> _TASK STATEMENT_
Copy out exactly the lines from the one containing "Class, indicate each instance of the butterfly antenna" to the end of the records below, both included, and nothing else.

Stored records
________________
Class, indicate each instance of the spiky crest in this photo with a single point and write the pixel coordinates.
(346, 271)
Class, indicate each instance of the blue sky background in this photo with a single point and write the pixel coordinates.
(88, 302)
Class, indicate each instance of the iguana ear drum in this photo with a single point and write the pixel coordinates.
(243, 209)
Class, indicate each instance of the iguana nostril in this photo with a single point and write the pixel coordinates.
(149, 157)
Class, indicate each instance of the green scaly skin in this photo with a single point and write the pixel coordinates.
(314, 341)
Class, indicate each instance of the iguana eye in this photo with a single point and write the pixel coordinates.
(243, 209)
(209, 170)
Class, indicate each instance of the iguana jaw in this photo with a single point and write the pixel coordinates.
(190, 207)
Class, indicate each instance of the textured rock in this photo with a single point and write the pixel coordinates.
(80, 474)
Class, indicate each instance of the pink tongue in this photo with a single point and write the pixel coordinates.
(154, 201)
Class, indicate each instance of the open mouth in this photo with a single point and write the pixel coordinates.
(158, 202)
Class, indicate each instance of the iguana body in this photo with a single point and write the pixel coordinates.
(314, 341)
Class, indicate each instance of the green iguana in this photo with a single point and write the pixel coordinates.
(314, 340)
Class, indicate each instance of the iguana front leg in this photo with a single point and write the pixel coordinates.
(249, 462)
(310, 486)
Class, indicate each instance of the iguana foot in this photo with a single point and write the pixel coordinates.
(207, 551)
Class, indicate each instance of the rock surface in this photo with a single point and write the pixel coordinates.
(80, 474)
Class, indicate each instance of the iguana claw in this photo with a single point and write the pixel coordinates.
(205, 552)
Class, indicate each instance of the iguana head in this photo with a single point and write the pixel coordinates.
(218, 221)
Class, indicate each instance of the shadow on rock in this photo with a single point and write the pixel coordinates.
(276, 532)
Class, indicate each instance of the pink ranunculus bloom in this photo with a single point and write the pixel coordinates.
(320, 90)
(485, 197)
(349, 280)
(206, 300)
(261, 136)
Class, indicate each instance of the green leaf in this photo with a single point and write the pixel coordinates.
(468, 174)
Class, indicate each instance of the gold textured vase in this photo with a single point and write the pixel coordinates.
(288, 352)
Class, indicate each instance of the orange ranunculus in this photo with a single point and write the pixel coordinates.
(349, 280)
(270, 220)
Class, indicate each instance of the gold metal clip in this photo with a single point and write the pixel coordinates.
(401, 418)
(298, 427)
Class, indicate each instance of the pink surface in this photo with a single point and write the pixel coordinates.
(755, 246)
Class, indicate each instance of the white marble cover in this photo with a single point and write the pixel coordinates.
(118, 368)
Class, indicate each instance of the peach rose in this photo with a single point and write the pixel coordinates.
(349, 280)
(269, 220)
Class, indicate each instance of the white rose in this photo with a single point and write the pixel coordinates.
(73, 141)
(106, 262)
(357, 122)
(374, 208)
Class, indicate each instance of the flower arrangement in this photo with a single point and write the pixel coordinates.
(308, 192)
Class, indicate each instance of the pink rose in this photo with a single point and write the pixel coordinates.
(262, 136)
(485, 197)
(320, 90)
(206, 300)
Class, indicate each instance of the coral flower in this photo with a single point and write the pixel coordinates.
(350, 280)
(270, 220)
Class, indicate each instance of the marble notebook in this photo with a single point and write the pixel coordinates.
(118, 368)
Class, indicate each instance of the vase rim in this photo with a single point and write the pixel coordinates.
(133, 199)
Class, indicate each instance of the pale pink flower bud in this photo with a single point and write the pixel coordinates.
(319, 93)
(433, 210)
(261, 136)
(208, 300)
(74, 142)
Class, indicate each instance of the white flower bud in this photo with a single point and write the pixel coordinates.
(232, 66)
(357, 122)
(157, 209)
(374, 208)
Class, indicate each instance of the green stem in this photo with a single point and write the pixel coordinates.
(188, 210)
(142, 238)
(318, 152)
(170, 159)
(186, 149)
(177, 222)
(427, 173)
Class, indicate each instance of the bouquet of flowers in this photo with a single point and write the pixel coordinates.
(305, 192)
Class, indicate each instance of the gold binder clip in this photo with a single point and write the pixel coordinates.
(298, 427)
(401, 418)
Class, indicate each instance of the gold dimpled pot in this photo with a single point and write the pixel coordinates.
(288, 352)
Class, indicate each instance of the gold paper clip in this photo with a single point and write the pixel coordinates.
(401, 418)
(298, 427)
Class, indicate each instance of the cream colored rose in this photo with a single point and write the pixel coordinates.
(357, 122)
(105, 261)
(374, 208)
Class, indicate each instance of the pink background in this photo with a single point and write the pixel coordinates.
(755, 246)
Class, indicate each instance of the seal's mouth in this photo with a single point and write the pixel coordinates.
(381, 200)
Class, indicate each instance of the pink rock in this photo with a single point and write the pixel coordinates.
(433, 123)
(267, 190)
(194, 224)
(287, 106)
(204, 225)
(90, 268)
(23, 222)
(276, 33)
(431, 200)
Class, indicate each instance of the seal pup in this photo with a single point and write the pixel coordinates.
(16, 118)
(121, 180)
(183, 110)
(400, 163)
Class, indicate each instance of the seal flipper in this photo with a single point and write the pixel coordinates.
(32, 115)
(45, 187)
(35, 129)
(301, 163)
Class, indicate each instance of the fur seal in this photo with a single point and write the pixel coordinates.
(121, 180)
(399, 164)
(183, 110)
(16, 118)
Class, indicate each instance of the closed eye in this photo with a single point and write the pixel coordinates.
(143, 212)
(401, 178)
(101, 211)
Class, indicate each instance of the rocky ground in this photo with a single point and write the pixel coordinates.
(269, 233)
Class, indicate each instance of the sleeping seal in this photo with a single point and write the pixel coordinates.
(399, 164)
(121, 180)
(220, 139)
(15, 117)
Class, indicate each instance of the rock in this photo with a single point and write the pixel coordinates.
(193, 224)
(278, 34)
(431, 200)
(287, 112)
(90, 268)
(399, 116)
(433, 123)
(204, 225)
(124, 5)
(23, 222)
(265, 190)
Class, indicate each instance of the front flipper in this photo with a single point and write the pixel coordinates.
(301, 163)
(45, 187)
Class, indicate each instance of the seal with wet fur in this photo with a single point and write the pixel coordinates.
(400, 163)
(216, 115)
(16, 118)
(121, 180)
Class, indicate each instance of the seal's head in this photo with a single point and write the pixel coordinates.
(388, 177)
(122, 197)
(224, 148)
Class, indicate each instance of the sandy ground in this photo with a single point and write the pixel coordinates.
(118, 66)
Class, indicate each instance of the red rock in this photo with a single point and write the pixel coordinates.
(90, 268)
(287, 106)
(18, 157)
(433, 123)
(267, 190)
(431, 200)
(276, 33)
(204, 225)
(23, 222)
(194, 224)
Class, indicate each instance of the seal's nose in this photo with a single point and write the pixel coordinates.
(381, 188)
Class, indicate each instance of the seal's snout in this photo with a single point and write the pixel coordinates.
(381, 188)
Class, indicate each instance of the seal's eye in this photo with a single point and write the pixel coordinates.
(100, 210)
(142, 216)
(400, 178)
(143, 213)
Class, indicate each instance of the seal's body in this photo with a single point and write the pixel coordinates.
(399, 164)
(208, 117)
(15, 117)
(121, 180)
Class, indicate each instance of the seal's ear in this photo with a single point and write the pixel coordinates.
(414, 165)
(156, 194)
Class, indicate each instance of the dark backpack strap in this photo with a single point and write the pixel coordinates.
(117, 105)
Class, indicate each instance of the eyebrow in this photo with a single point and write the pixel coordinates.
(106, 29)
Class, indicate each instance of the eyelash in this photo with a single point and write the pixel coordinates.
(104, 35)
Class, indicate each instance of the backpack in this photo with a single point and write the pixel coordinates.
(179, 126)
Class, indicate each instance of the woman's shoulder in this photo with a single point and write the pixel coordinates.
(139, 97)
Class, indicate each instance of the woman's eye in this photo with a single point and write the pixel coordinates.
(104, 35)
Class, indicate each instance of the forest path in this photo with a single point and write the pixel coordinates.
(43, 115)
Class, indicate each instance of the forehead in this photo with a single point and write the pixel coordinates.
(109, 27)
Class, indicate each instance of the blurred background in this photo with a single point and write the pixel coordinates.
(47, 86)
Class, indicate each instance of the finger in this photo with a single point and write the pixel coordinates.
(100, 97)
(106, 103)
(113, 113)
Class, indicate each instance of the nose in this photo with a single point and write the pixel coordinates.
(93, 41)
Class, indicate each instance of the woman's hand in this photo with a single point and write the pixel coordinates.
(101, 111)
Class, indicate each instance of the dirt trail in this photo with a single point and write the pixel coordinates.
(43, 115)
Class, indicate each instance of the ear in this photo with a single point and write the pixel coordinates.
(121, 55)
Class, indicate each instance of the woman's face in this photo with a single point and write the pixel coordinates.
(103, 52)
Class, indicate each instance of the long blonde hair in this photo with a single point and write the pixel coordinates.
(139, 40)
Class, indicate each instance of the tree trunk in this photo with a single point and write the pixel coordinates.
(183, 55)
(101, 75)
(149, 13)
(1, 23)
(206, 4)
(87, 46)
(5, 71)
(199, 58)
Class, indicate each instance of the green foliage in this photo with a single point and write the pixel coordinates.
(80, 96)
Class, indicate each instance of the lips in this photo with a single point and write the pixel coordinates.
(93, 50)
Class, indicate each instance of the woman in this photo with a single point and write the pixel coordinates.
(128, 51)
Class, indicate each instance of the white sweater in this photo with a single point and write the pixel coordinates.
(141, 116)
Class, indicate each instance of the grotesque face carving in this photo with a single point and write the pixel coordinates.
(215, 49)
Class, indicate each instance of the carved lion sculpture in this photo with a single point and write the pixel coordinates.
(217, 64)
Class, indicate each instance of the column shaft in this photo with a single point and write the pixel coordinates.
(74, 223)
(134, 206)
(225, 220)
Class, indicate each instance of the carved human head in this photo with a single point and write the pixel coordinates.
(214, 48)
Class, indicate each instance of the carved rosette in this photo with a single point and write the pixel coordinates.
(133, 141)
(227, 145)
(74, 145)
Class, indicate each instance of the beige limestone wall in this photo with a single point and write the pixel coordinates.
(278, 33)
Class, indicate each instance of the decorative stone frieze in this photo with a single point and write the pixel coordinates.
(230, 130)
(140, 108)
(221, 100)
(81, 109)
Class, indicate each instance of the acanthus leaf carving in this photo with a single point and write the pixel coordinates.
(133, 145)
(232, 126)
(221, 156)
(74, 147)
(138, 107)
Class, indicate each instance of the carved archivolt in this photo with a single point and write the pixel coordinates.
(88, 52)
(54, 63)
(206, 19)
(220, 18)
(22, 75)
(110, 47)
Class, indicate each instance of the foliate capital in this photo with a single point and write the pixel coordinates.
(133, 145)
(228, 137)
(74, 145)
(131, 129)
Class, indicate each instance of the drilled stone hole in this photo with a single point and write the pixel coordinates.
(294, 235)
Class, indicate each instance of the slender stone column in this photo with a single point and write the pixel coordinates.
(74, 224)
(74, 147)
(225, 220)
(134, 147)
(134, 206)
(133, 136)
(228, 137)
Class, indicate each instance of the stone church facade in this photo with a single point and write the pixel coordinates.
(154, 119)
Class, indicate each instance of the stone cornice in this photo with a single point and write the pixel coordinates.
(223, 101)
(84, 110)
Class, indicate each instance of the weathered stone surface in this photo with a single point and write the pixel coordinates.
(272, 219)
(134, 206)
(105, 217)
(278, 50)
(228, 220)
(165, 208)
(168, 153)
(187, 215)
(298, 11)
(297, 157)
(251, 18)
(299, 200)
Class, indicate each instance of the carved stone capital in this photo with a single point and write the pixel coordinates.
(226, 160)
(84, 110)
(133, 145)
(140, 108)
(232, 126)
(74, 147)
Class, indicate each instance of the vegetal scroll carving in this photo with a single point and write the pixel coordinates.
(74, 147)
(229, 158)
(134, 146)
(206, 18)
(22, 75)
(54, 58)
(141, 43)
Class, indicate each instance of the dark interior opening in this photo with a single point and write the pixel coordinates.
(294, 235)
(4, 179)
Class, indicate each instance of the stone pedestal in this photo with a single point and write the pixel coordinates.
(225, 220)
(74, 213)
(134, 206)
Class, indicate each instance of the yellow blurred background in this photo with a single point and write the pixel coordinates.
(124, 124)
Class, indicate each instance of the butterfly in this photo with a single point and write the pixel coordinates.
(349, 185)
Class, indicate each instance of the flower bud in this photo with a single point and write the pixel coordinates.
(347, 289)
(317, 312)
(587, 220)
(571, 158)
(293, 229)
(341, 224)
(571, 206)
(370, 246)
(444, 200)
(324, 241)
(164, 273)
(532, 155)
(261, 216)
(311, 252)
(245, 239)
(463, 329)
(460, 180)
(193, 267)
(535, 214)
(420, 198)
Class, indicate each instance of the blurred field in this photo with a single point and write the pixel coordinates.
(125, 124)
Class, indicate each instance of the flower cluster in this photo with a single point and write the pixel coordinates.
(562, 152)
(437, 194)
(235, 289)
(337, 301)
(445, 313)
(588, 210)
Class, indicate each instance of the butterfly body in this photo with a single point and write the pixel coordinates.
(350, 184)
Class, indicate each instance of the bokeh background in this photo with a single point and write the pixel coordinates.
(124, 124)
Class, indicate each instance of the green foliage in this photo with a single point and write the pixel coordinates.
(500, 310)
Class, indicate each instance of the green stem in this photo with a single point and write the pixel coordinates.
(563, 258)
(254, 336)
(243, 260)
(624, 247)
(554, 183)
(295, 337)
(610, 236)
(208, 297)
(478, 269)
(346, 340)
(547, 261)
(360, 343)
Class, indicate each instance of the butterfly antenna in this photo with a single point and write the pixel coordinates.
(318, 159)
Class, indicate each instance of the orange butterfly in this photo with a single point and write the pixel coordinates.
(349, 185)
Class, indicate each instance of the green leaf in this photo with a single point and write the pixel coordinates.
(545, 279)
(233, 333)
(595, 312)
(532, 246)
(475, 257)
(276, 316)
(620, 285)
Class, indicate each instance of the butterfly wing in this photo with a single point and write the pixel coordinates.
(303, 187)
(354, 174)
________________
> _WRITTEN ANSWER_
Class, indicate each instance of the butterfly antenna in this photo with a single point and write the pixel coordinates.
(318, 159)
Class, indicate each instance of the orange butterfly in this photo with a single point and write the pixel coordinates.
(349, 185)
Class, indicate each instance of the green leaf in this photo with a single point and write the pixel coordinates.
(545, 279)
(233, 333)
(595, 312)
(532, 246)
(475, 257)
(276, 316)
(620, 285)
Class, indicate each instance of the butterfly wing in this photo with a single point and write the pixel coordinates.
(303, 187)
(354, 174)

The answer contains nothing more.